BEGIN Task data
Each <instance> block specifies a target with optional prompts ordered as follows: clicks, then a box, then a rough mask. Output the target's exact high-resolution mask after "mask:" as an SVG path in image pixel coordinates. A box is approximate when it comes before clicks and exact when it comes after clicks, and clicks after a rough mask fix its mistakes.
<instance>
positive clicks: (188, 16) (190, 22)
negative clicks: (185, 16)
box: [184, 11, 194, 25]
END Task data
Give the data above as a numbered list, one line per item, with blank lines left out.

* **Task solution**:
1. Each <instance> block specifies a target with optional prompts ordered as follows: clicks, then a box, then a rough mask. Output the target's exact high-resolution mask after "mask:" as an SVG path in image pixel coordinates. A box is approximate when it comes before clicks and exact when it comes after clicks, and clicks after a rough mask fix its mistakes.
2. <instance>
3. positive clicks: (188, 16) (190, 22)
4. negative clicks: (185, 16)
5. box: [184, 11, 194, 25]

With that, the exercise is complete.